___ Excerpt
The Political Economy of Peer Production (part two)

by Michel Bauwens

P2P and Communal Shareholding

With P2P, people voluntarily and cooperatively construct a commons according to the communist principle: “from each according to his abilities, to each according to his needs.” The use-value created by P2P projects is generated through free cooperation, without coercion toward the producers, and users have free access to the resulting use value. The legal infrastructure that we have described above creates an ‘Information Commons.’ The new Commons is related to the older form of the commons (most notably the communal lands of the peasantry in the Middle Ages and of the original mutualities of the workers in the industrial age), but it also differs mostly through its largely immaterial characteristics. The older Commons were localized, used, and sometimes regulated by specific communities; the new Commons are universally available and regulated by global cyber-collectives, usually affinity groups. While the new Commons is centered around non-rival goods (that is, in a context of abundance) the older forms of physical Commons (air, water, etc.) increasingly function in the context of scarcity, thus becoming more regulated.

P2P and the Market: The Immanence vs. Transcendence of P2P

P2P and the Market
P2P exchange can be considered in market terms only in the sense that individuals are free to contribute, or take what they need, following their individual inclinations, with a invisible hand bringing it all together, but without any monetary mechanism. They are not true markets in any real sense: neither market pricing nor managerial command are required to make decisions regarding the allocation of resources. There are further differences:

Markets do not function according to the criteria of collective intelligence and holoptism, but rather, in the form of insect-like swarming intelligence. Yes, there are autonomous agents in a distributed environment, but each individual only sees his own immediate benefit.
Markets are based on ‘neutral’ cooperation, and not on synergistic cooperation: no reciprocity is created.

Markets operate for the exchange value and profit, not directly for use value.

Whereas P2P aims at full participation, markets only fulfill the needs of those with purchasing power.

The disadvantages of markets include:

They do not function well for common needs that do not involve direct payment (national defense, general policing, education and public health). In addition, they fail to take into account negative externalities (the environment, social costs, future generations).
______
(Description of the task) Copy the essay on peer production from "Markets are based" up to and including "for use value.", substituting "market value" for "exchange value".
___ Recorded information
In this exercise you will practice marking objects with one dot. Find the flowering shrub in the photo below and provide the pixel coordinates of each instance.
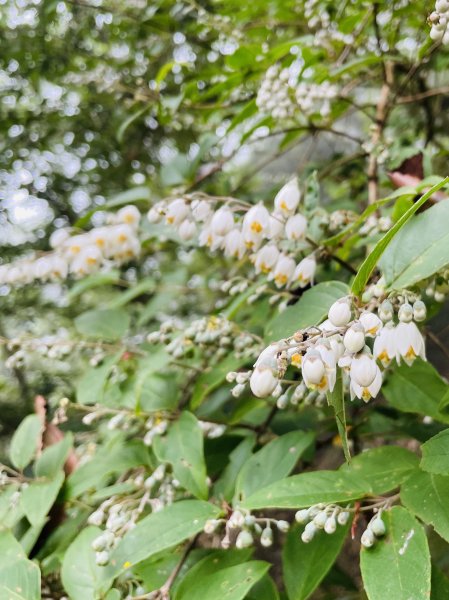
(223, 274)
______
(Solved problem)
Markets are based on ‘neutral’ cooperation, and not on synergistic cooperation: no reciprocity is created.

Markets operate for the market value and profit, not directly for use value.